Work order ::
Every record that follows must be duplicated exactly, with images left out.

[Task material Boundary: Start]

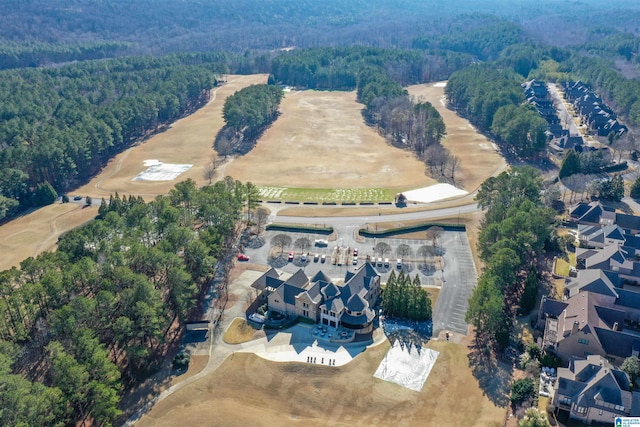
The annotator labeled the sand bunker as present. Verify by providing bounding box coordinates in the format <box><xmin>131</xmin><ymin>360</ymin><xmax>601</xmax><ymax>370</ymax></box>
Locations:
<box><xmin>133</xmin><ymin>160</ymin><xmax>192</xmax><ymax>181</ymax></box>
<box><xmin>374</xmin><ymin>340</ymin><xmax>439</xmax><ymax>392</ymax></box>
<box><xmin>402</xmin><ymin>183</ymin><xmax>468</xmax><ymax>203</ymax></box>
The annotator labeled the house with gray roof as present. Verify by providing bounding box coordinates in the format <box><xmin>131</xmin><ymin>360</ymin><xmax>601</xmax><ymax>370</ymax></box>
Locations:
<box><xmin>553</xmin><ymin>355</ymin><xmax>640</xmax><ymax>424</ymax></box>
<box><xmin>260</xmin><ymin>262</ymin><xmax>381</xmax><ymax>334</ymax></box>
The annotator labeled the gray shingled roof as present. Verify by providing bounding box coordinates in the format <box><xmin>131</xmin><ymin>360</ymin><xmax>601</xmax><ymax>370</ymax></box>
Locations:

[Task material Boundary: End]

Written response ::
The annotator labeled the sand bunker as present. Verify by providing bounding box coordinates in the format <box><xmin>131</xmin><ymin>360</ymin><xmax>601</xmax><ymax>370</ymax></box>
Locations:
<box><xmin>133</xmin><ymin>160</ymin><xmax>192</xmax><ymax>181</ymax></box>
<box><xmin>374</xmin><ymin>340</ymin><xmax>439</xmax><ymax>392</ymax></box>
<box><xmin>402</xmin><ymin>183</ymin><xmax>468</xmax><ymax>203</ymax></box>
The annotator labeled the house with gray roof as present. Verify by providing bounding box coordinates in the format <box><xmin>131</xmin><ymin>360</ymin><xmax>601</xmax><ymax>370</ymax></box>
Locations:
<box><xmin>553</xmin><ymin>355</ymin><xmax>640</xmax><ymax>424</ymax></box>
<box><xmin>260</xmin><ymin>262</ymin><xmax>381</xmax><ymax>334</ymax></box>
The annotator labeled the gray shingled roof as present. Verify by providing bounding box coordinates in the format <box><xmin>131</xmin><ymin>360</ymin><xmax>601</xmax><ymax>370</ymax></box>
Locations:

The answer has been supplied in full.